All lines before the one containing "the green leafy", plus that line itself, are to be printed exactly as they appear below.

> _Records from a collection_:
──────────

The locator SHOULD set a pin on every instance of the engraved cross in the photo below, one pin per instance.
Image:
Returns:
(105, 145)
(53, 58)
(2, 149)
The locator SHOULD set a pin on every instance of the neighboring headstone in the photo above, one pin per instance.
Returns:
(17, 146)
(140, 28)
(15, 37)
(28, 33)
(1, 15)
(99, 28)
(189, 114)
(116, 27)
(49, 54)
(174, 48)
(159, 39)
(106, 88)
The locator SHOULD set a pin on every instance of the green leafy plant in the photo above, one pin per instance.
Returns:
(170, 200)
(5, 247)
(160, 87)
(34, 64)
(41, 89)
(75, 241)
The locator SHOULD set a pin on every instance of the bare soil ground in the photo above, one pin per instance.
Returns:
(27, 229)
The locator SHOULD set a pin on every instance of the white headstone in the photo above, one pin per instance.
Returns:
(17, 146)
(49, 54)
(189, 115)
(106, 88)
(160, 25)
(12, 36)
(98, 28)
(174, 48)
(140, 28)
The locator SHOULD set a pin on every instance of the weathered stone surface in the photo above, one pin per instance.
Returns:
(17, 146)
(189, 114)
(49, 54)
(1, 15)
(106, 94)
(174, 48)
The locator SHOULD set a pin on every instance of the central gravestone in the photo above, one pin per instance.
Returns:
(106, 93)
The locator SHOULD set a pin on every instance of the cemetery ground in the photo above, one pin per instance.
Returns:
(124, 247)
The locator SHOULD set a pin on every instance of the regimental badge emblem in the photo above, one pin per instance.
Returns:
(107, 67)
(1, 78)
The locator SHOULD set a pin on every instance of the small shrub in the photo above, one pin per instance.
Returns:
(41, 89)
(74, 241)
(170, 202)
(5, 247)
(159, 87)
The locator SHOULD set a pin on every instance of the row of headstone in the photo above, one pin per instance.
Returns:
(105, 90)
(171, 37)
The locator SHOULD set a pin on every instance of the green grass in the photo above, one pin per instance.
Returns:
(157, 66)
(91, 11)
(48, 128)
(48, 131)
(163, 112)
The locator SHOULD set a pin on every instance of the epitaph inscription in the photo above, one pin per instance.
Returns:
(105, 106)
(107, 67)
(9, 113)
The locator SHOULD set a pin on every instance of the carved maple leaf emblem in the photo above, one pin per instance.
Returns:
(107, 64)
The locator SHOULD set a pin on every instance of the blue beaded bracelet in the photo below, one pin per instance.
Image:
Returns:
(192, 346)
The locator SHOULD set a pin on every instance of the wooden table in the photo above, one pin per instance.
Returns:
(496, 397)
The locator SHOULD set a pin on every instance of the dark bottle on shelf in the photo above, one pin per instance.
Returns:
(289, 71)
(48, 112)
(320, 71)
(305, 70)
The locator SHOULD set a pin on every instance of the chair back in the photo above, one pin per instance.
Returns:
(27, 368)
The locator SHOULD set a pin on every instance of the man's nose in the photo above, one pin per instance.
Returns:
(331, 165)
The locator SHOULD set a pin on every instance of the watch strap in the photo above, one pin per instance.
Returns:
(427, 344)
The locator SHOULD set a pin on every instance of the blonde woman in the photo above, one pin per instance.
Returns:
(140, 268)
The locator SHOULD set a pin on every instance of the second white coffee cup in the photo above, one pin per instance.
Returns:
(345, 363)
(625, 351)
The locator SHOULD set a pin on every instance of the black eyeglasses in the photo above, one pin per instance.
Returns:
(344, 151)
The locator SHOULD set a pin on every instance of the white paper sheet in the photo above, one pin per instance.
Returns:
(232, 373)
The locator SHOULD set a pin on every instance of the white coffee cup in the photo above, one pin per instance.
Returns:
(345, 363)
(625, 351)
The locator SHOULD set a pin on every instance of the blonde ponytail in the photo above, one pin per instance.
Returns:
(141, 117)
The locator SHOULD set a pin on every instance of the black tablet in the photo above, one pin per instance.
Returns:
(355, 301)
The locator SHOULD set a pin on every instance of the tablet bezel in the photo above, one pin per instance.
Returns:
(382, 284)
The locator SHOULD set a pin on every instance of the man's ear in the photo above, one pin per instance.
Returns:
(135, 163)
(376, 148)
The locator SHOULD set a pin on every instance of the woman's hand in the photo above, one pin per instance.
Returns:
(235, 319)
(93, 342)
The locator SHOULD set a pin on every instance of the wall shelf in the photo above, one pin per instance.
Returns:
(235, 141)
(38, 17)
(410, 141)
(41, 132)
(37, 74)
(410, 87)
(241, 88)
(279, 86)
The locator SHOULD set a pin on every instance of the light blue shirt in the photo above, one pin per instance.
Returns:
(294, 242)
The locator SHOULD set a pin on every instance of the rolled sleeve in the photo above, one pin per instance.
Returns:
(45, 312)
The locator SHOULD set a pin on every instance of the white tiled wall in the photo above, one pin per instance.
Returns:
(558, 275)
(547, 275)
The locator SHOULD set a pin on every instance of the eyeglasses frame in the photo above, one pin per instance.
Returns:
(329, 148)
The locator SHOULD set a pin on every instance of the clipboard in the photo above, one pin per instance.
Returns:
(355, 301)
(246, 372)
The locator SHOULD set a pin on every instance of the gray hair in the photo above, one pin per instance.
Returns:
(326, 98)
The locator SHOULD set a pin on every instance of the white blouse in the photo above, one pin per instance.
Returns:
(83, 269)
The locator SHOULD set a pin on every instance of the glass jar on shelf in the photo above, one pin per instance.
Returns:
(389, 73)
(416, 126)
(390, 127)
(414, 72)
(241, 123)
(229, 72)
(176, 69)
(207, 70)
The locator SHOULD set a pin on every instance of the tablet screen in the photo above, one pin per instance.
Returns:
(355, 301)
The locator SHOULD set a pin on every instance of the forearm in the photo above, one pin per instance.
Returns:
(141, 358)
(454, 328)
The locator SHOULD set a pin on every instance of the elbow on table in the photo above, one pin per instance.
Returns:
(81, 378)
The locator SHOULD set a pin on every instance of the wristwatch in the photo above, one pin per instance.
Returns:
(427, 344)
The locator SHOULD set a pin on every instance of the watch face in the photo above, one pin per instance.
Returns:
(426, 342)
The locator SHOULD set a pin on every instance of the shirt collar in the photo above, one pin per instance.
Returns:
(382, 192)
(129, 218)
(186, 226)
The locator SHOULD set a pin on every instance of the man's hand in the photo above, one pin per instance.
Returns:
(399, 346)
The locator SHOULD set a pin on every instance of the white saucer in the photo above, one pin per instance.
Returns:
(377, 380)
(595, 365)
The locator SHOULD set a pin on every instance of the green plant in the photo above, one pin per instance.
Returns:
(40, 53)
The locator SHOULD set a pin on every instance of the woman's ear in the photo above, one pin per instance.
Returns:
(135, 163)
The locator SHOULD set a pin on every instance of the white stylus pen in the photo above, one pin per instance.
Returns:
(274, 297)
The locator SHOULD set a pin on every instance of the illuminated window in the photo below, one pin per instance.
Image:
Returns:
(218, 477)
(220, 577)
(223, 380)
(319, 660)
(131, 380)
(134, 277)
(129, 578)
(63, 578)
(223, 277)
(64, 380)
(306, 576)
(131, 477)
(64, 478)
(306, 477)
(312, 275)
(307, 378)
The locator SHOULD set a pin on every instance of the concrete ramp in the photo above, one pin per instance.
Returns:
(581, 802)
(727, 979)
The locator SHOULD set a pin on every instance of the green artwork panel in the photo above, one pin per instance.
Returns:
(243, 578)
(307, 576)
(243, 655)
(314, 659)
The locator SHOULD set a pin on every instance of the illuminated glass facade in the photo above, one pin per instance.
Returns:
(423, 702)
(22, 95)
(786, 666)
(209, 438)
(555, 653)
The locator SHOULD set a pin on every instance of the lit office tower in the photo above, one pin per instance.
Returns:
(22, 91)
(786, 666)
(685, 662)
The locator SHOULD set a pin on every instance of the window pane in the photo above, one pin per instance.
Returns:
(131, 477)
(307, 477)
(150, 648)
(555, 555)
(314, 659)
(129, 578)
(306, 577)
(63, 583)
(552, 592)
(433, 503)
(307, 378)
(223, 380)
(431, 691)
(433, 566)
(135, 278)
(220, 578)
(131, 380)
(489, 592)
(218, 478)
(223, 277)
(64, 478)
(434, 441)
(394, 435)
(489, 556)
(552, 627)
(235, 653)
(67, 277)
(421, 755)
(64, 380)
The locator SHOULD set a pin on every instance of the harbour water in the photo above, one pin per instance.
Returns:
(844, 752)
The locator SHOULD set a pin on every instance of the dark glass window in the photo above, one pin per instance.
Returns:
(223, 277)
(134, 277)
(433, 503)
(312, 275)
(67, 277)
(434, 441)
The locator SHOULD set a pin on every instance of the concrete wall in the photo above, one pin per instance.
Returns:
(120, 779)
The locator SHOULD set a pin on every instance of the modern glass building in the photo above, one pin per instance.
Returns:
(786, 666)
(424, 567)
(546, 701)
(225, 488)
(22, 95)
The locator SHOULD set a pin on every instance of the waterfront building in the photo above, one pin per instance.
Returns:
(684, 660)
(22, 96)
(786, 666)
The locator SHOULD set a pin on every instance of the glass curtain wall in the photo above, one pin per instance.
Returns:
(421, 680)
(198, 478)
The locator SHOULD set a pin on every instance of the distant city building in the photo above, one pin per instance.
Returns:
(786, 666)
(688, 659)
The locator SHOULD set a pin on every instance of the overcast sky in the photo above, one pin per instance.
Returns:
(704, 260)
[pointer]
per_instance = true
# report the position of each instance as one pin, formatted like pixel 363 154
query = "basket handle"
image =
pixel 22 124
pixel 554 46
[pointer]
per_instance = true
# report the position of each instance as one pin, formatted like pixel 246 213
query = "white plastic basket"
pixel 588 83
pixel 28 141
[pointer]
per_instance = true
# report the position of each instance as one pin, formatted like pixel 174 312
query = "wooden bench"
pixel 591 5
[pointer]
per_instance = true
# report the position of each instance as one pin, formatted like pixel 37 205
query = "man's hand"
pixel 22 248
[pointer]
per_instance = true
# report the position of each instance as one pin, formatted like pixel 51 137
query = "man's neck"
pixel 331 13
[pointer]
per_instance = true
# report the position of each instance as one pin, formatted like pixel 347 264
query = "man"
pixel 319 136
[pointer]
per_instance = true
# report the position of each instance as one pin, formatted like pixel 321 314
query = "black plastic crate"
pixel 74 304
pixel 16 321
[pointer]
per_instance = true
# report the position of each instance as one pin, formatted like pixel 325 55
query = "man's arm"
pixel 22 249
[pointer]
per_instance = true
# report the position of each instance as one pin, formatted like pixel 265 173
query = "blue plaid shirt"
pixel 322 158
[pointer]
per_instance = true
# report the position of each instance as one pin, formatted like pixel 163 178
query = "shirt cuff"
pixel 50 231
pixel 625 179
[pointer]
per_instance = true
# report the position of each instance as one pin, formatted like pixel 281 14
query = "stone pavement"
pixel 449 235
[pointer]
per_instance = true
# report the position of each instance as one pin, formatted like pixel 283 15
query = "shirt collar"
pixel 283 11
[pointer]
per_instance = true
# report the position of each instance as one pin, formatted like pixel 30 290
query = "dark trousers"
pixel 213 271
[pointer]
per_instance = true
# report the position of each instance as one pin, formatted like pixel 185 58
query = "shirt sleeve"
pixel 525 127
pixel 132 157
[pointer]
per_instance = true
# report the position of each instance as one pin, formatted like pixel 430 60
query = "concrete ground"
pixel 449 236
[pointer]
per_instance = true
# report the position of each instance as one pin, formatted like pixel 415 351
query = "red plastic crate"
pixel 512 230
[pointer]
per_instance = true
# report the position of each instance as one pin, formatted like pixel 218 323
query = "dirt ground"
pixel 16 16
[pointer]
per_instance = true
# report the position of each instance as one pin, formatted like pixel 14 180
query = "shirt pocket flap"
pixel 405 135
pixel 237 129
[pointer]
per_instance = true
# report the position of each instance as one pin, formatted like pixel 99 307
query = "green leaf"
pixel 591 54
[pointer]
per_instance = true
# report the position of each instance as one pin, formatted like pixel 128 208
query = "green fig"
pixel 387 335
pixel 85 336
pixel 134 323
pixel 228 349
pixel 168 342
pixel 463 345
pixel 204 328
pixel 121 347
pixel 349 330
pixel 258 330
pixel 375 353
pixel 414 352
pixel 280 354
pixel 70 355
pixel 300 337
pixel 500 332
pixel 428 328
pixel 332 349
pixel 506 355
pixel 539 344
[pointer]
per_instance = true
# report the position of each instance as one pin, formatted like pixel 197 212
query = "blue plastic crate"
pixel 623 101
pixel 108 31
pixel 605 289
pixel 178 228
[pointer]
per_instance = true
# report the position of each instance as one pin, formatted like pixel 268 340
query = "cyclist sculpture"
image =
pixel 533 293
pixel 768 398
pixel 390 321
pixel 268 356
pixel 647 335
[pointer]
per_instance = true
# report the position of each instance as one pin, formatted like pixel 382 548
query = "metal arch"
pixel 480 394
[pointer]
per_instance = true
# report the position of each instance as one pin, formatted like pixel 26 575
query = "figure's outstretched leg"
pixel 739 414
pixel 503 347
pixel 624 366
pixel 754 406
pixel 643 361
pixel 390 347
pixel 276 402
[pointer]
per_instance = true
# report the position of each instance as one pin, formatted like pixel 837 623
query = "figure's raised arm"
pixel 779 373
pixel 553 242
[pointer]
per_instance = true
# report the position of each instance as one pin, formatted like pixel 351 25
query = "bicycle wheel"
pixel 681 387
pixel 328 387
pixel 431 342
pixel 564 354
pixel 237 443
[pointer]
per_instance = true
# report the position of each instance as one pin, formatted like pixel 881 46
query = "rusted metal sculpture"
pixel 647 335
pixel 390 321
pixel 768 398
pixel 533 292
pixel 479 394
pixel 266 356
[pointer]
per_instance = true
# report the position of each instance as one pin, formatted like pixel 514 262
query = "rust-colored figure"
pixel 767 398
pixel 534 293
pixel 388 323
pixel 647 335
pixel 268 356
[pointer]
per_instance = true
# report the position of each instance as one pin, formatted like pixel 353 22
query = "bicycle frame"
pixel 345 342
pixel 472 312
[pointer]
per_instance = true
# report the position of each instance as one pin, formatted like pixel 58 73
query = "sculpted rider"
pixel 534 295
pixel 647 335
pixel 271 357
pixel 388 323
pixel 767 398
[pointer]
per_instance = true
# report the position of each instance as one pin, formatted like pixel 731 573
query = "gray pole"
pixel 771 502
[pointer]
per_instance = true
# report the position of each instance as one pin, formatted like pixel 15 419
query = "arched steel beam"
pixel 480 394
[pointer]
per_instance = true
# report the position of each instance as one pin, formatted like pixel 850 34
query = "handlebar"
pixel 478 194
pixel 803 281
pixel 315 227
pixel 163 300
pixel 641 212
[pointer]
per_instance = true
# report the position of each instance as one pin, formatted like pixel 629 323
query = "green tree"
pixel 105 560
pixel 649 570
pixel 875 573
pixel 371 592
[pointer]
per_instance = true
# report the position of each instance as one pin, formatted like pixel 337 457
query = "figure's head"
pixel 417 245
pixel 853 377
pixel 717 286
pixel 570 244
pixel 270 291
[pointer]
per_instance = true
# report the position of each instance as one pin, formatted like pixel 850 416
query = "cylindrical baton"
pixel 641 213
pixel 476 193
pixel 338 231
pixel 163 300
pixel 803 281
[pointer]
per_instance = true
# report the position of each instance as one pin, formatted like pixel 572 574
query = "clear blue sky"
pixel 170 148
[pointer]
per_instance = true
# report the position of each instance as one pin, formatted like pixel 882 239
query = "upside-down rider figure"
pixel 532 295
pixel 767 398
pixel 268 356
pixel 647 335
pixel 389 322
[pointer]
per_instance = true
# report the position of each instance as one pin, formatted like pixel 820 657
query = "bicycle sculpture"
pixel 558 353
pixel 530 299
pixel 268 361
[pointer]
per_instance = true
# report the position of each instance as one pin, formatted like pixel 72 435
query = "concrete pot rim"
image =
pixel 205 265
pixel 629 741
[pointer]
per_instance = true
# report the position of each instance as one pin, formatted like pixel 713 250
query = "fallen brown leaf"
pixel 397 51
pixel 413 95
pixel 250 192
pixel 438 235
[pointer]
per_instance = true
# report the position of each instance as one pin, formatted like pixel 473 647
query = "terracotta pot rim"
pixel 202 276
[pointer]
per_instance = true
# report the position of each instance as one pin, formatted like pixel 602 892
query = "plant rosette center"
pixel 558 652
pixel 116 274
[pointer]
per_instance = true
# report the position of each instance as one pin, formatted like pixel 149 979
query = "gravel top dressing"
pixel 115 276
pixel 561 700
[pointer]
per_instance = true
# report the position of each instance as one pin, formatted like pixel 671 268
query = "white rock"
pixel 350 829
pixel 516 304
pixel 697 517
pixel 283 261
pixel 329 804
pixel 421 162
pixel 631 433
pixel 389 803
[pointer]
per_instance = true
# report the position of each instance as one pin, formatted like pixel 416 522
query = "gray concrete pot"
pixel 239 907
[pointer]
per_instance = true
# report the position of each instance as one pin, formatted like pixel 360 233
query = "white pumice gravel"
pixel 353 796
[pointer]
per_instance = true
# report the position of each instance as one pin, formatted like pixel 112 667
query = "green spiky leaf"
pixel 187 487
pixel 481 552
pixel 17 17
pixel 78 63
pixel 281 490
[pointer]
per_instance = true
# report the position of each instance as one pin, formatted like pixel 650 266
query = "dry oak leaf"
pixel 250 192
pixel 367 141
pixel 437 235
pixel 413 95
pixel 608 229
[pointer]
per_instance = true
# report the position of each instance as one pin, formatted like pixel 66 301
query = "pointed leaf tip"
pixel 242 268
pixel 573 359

──────────

> _RESPONSE BOX_:
The locator SHOULD set a pin on every instance of the engraved cross in the photo below, one pin per instance.
Image:
Returns:
(105, 145)
(53, 58)
(2, 149)
The locator SHOULD set a pin on every instance of the neighboring headstone in the photo above, one pin per instance.
Returns:
(17, 146)
(140, 28)
(15, 37)
(28, 33)
(1, 15)
(99, 28)
(189, 114)
(116, 27)
(49, 54)
(174, 48)
(159, 39)
(106, 88)
The locator SHOULD set a pin on every instance of the green leafy plant in the photo above, one pin per instance.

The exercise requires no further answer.